Working data:
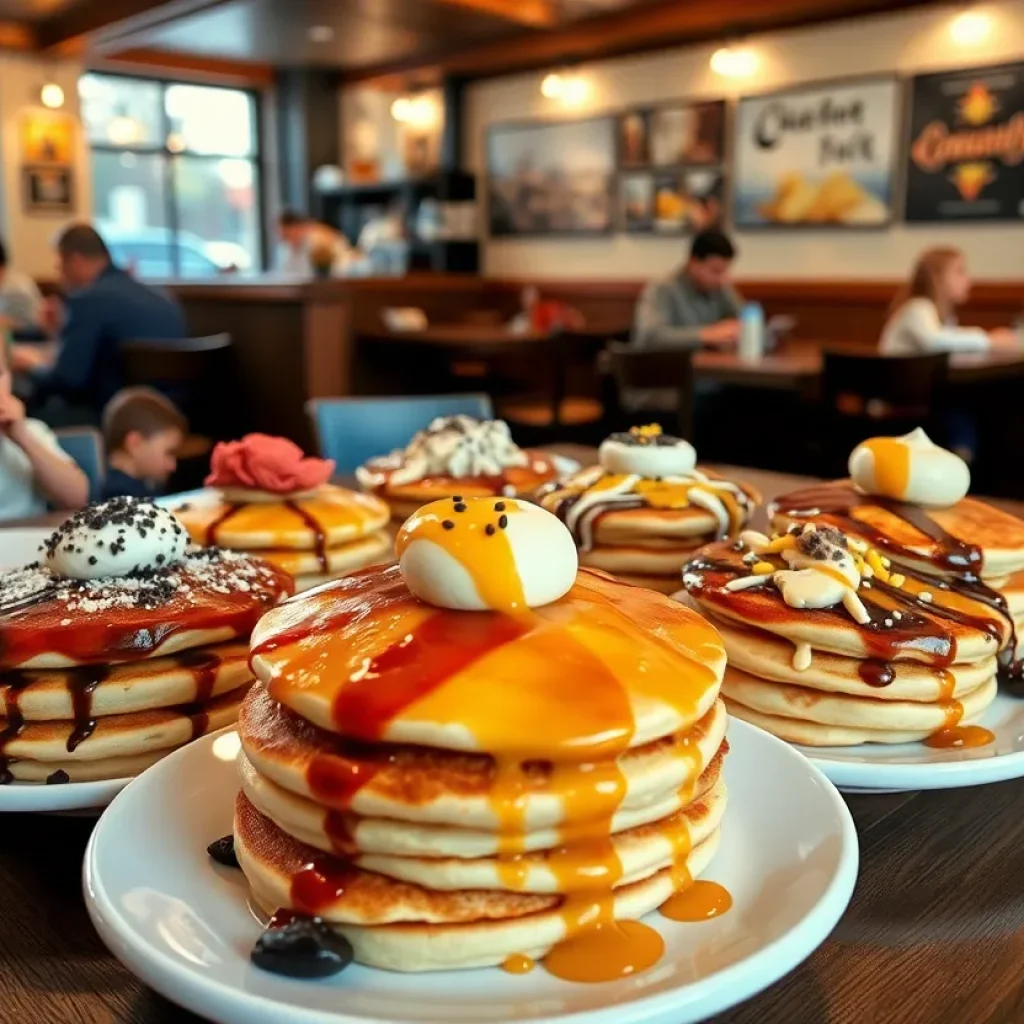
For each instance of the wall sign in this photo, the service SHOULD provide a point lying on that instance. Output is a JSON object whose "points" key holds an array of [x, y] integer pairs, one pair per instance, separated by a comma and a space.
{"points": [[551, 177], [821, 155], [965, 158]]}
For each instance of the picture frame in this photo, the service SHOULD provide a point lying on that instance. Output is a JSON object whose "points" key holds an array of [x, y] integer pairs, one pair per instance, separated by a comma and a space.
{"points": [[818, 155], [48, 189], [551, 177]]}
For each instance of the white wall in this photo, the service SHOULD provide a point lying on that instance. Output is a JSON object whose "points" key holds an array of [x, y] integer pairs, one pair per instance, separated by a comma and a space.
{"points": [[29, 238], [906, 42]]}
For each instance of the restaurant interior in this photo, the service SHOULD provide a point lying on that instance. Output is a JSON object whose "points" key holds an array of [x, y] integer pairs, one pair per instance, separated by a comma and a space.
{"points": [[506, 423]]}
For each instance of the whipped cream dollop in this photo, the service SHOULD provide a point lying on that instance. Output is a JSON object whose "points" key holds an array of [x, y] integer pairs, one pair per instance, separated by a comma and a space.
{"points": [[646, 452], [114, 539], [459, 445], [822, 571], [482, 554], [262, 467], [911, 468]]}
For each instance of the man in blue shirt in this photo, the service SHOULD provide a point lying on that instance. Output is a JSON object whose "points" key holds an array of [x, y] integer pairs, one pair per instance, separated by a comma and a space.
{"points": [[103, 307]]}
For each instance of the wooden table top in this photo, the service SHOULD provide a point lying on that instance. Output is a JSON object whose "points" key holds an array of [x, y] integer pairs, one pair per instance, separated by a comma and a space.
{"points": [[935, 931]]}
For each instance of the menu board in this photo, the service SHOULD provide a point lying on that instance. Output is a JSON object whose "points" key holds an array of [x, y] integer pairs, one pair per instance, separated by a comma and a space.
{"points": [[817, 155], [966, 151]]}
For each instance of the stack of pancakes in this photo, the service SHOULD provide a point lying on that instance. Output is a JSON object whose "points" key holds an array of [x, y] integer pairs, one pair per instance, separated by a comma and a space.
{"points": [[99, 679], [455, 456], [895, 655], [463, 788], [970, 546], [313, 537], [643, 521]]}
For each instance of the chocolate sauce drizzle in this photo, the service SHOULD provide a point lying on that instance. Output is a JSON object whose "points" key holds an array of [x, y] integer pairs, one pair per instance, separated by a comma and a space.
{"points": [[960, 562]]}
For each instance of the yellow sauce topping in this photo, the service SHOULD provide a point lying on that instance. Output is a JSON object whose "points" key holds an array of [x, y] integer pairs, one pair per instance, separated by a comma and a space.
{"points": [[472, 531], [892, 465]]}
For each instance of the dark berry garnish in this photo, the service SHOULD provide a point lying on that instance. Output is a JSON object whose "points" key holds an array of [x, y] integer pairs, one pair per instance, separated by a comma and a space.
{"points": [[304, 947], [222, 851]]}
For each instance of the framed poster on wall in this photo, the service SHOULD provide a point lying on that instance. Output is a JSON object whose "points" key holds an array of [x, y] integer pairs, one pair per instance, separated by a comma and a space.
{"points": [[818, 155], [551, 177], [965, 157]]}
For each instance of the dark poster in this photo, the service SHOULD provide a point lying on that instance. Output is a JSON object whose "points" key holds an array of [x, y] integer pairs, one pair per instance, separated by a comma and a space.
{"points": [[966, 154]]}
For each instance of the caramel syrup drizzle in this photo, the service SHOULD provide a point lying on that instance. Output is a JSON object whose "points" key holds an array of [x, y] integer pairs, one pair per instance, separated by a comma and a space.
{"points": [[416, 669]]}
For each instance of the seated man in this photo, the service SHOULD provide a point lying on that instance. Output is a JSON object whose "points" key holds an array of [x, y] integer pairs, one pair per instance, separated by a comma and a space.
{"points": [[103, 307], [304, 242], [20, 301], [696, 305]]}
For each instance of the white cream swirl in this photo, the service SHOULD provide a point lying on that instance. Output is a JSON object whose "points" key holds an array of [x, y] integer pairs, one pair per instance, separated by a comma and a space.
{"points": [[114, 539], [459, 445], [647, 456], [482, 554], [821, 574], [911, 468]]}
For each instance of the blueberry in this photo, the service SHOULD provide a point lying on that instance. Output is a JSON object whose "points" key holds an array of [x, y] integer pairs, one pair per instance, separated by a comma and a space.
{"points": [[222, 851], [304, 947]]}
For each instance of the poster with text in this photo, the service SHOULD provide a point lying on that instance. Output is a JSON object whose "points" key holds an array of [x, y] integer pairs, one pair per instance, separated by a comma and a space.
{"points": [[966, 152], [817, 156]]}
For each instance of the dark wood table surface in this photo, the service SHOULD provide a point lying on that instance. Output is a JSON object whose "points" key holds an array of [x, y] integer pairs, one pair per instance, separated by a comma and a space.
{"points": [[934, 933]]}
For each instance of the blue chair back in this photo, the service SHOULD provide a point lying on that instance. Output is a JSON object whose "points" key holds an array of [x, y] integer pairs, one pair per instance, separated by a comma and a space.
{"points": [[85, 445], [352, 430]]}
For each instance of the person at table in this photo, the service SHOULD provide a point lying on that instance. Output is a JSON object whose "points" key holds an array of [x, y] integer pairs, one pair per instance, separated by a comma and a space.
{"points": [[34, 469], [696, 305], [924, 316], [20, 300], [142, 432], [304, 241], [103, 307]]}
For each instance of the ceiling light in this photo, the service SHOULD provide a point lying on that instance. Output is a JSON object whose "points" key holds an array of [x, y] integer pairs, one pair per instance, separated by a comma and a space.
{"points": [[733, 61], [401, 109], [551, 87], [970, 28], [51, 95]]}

About this exercise: The whole listing, minus its images, should be repeated exactly.

Answer area:
For each instance of the wall sign in this photo, the service SHOULD provide a point lying on that instance. Output is a JSON object whose "points" key holds an array of [x, y] integer pairs, one pair per instance, separated by a comma and a space.
{"points": [[551, 177], [821, 155], [965, 158]]}
For each instance of the picture frame in this photo, the service SHOULD provide a point lying on that instance. Output is a JSON object whose "points" key holds an array of [x, y] integer pairs, one pair per instance, separated by a comma and a space.
{"points": [[818, 155], [48, 189], [551, 177]]}
For each instance of the white wall in this photo, the service SHOULD provide a point lying on that instance. Output is a JSON object whose "points" key holds an array of [x, y] integer pairs, one pair per instance, separated by a comma and a space.
{"points": [[29, 238], [906, 42]]}
For each instance of the restaurant interior in this photo, the service SHOULD provide a point lying on that instance. Output is a JSON object whose "points" key holds an array of [x, y] integer pairs, one pair per instance, separated by a comma and a space.
{"points": [[506, 423]]}
For each instance of the whipped cream dollop in this photo, the service SHOULD provide a point lying on that instance. Output is a JSON object whose "points" key holds an array of [x, y] integer pairs, one pair per instance, separated by a comma and a space.
{"points": [[646, 452], [114, 539], [459, 445], [822, 571], [482, 554], [262, 467], [911, 468]]}
For each instance of the man in blue shirt in this photo, the service SHOULD provide a point lying on that instance. Output is a JSON object whose "points" key holds an array of [x, y] integer pairs, one pair per instance, separated by a comma and a space.
{"points": [[103, 307]]}
For each instance of the wooden table top in this photo, the service SHOULD provide a point lying on that instance. Output is a JSON object whose "points" key holds an array of [x, y] integer pairs, one pair per instance, separated by a comma and a space.
{"points": [[935, 931]]}
For each instance of the menu board in this photo, the service SHOULD provide a point lying on that instance. Output is a JSON object whose "points" key holds an array of [x, y] integer pairs, one pair per instance, separated by a comma and a space.
{"points": [[817, 155], [966, 151]]}
For each instance of the stack of pancakes in this photo, the service SHOULD provide a point lying on that instance. Output is a JSON object whose "points" key holds an array of [x, y] integer pairs, one pair per instance, separated by a comma and a space.
{"points": [[99, 679], [455, 456], [895, 655], [463, 788], [970, 546], [313, 537], [643, 521]]}
For each instance of the chocolate sauce drizzle in this photo, the service SHOULD provide a point lying on that instance. Output is a JSON object whose "points" key holds an array of [x, y] integer pairs, one pair per instance, separated by a comma and a space.
{"points": [[960, 562]]}
For each instance of the yellow sauce topping in this photo, the service SHOULD provide a point lying on that instance. Output is a JSON object whose "points" key holds an array of [x, y] integer pairs, one pair per instance, separated by a comma and a space.
{"points": [[472, 531], [892, 465]]}
For each instance of the dark berry garnish in this photo, the service SHOULD provide a point lying on that instance. Output is a JSON object whose "points" key holds an array of [x, y] integer pairs, one pair per instance, separated by a comma and a space.
{"points": [[304, 947], [222, 851]]}
For each instance of the framed poster on wall in this photo, the service SHOULD provide a point lying on that instance. Output is a JSON object whose "points" key holds an array of [x, y] integer pairs, one pair per instance, separated by a comma and a space.
{"points": [[818, 155], [551, 177], [965, 157]]}
For each instance of the dark poster in this photo, the service SHOULD provide a point lying on that instance. Output is a JSON object whose "points" key holds an array of [x, y] integer pairs, one pair per instance, separated by a comma and a space.
{"points": [[966, 154]]}
For each instance of the caramel syrup drizzle in this photo, the service SHOULD provide a point lying on that instance. Output is a JSON object whose "points" key holds an array of [x, y] integer pairs, one pair per instance, separated by a comma and a space.
{"points": [[416, 669]]}
For each instance of the seated man in this photo, the service SHOULD provide a point lying on that instance. Output is a JSON object whose "points" key holds an array of [x, y] integer pairs, one pair per instance, separated by a comma and a space.
{"points": [[103, 307], [304, 242], [20, 301], [696, 305]]}
For each instance of the white cream swirl in this photo, the service SHOULD provide a point lying on that instance. Output is a JSON object whose "points" key holds an array of [x, y] integer pairs, one pair per instance, separated by a comma and a space.
{"points": [[114, 539], [459, 445], [647, 456], [482, 554], [821, 574], [911, 468]]}
For each instance of the blueberry in this photo, the service SHOULD provide a point lying on that instance. Output is a JSON object whose "points" key holds an array of [x, y] integer pairs, one pair per instance, separated by a comma and a space.
{"points": [[222, 851], [304, 947]]}
For each instance of the poster with text in this photo, the service SHOULD provide a point lying on that instance. Output is a JSON object whose "points" key holds an array of [x, y] integer pairs, one pair per instance, separated by a comma and a space.
{"points": [[966, 152], [817, 156]]}
For each instance of the dark wood table surface in this photo, the service SHOULD provide a point lying on that instance. Output is a JSON object whose "points" key holds an array of [x, y] integer pairs, one pair per instance, separated by a comma and a space.
{"points": [[934, 933]]}
For each instance of the blue chair back in this photo, the service SHOULD provide a point lying on that instance. Output is a JSON object whose "points" key holds an array of [x, y] integer pairs, one pair per instance, separated by a comma and a space.
{"points": [[85, 445], [352, 430]]}
For each instance of the person at table in this photo, the service SHOULD provide a point lying on that instance. Output is a JSON object whose "points" key holds an array of [x, y] integer pairs, one pair per instance, separated by a comma and a space.
{"points": [[34, 469], [696, 305], [924, 316], [20, 300], [142, 432], [304, 241], [103, 307]]}
For each instance of the ceiling light in this photo, the service SHOULD provide a point lying on that instance. Output is a JSON object whose "points" key holds an array of [x, y] integer pairs, one pair per instance, separated by a comma and a space.
{"points": [[733, 61], [401, 109], [551, 87], [970, 28], [51, 95]]}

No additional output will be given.